### DATASET ENTRIES
* * * * * * * * *

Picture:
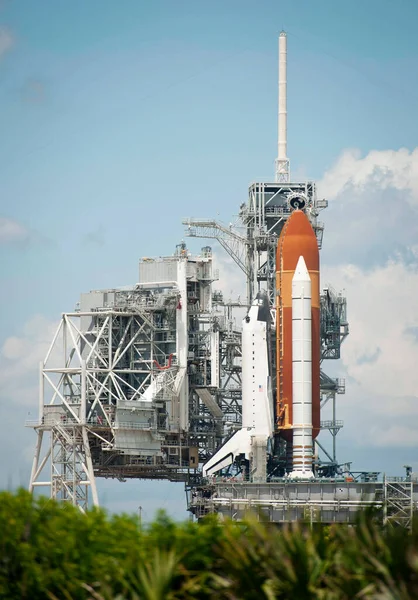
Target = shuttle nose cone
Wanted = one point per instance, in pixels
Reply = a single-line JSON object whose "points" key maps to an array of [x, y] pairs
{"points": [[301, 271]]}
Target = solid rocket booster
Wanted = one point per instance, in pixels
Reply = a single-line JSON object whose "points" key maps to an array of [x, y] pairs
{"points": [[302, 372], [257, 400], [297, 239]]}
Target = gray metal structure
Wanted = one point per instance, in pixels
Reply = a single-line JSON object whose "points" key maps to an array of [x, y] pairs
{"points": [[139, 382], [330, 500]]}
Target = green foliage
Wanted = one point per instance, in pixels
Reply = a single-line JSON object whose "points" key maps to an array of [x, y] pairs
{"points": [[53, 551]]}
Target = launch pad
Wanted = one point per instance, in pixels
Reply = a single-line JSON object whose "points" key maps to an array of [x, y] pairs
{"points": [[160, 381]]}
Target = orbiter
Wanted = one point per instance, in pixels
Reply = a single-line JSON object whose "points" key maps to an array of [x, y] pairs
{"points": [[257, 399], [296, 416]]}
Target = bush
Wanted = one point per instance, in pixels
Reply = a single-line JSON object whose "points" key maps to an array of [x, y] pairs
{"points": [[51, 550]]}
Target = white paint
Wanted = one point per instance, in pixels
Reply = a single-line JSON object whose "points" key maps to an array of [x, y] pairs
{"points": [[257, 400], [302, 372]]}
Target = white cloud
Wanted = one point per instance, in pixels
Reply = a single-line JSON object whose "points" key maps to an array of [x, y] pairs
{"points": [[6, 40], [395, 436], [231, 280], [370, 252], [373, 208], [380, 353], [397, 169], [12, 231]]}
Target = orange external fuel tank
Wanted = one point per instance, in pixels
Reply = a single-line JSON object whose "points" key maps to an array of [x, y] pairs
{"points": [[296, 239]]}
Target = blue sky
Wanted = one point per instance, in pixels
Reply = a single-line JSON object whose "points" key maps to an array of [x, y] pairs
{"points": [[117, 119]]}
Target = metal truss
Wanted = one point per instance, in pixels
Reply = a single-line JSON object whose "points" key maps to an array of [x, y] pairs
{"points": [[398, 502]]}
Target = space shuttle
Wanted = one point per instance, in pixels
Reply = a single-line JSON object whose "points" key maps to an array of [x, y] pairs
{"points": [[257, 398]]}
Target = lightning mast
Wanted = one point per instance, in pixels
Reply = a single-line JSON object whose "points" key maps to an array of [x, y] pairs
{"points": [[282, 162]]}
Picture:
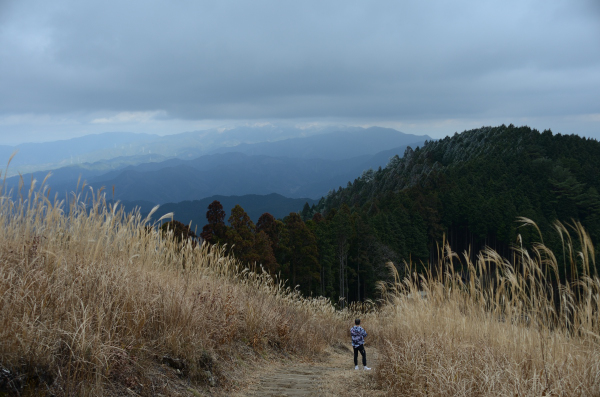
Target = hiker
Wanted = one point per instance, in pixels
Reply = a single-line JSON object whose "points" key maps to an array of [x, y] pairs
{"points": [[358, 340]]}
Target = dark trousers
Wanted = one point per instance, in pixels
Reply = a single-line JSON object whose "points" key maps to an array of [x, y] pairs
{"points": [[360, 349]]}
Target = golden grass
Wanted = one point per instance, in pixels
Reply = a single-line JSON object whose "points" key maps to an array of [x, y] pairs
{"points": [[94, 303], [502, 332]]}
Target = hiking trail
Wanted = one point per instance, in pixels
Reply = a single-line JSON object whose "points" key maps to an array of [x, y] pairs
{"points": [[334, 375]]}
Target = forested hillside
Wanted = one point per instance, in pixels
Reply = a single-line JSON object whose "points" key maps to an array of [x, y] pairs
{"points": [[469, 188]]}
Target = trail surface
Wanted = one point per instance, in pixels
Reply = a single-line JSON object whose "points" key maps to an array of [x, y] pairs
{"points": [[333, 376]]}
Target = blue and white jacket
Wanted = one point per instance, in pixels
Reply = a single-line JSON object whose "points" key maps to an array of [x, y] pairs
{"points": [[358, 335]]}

* * * * * * * * *

Write the listing above out again exactly, dropping each image.

### WRITTEN RESPONSE
Picture:
Target = shuttle nose cone
Wanted = one point per instance, in pixels
Reply = a single-line JSON object whose "points" key maps to an array of [x, y] pairs
{"points": [[301, 271]]}
Target = solid rocket booster
Wanted = one point per instance, in pixels
Reply = a single-line JSON object whose "points" key maps to an array of [x, y] pairs
{"points": [[302, 372], [257, 400], [297, 239]]}
Target = gray metal structure
Wanted = one point per instance, in pixels
Reply = a single-line JSON object whose "points" key maps to an array of [x, y] pairs
{"points": [[139, 382], [330, 500]]}
Target = green foliage
Wanted = one point per instance, in pixels
Reply = a single-line JSON object whose "points" key maps to an array of [x, y] pairs
{"points": [[53, 551]]}
Target = launch pad
Wanted = one point per instance, in pixels
Reply = a single-line JSON object whose "points" key maps to an array of [x, y] pairs
{"points": [[160, 381]]}
Target = orbiter
Wanted = one point per instance, in pixels
Reply = a single-line JSON object whose "points" key maps to an array of [x, y] pairs
{"points": [[257, 399], [296, 416]]}
Target = bush
Wanted = one point per instance, in pixels
Reply = a single-line JSON object whose "points" key maps to an array of [x, y] pairs
{"points": [[51, 550]]}
Target = white paint
Wanted = one point per instance, in pixels
Reply = a single-line JSON object whose "points" key maps to an array of [x, y] pairs
{"points": [[257, 400], [302, 372]]}
Target = white cloud
Wanted = one point per instance, in pixels
Reply = a single-line JSON object whose "points" key maps to an array of [x, y] pairs
{"points": [[6, 40], [395, 436], [231, 280], [370, 252], [373, 208], [380, 353], [397, 169], [12, 231]]}
Target = orange external fuel tank
Wanted = one point per instance, in pixels
Reply = a single-line JSON object whose "points" key maps to an array of [x, y] pairs
{"points": [[296, 239]]}
Target = blue sky
Wanted = one point per instance, in pixels
Reply = a single-line JSON object whose "points" key maps to an array of [x, y] pairs
{"points": [[117, 119]]}
Target = metal truss
Wanted = one point per instance, in pixels
Reply = a single-line JSON object whose "points" key maps to an array of [x, y] pairs
{"points": [[398, 502]]}
Target = space shuttle
Wanted = one point per instance, in pixels
Reply = a single-line JSON object whose "points" key maps to an array of [x, y] pairs
{"points": [[257, 398]]}
Target = lightning mast
Wanted = one point per instance, in pixels
Reply = a single-line JSON object whose "points" key maps to an array of [x, y] pairs
{"points": [[282, 162]]}
Picture:
Target = hiker
Wanted = one point per instance, in pixels
Reply = a single-line JSON object whose "points" key maps to an array of [x, y] pairs
{"points": [[358, 340]]}
Target = dark trousers
Wanted = one point per instance, in pixels
Reply = a single-line JSON object whose "points" key maps to an array of [x, y] pairs
{"points": [[360, 349]]}
Target = golden grass
Wanted = one point per instance, in pixels
Reply = a single-line JSON object whose "points" key maps to an array of [x, y] pairs
{"points": [[94, 303], [502, 332]]}
Target = hiking trail
Wanted = one point per instance, in pixels
Reply = a single-line JSON object whose "points" key maps to an array of [x, y] pairs
{"points": [[334, 375]]}
Target = forested hillside
Wanted = one point per instance, in pixels
Reply = a single-line JSON object whose "points" key maps to an array of [x, y] pairs
{"points": [[469, 188]]}
Target = trail surface
Wanted = one point per instance, in pixels
Reply = a single-line JSON object whose "points" key maps to an array of [x, y] pairs
{"points": [[333, 376]]}
Target = blue and white jacket
Wanted = one point per instance, in pixels
Reply = a single-line JSON object whose "points" key maps to an array of [x, y] pairs
{"points": [[358, 335]]}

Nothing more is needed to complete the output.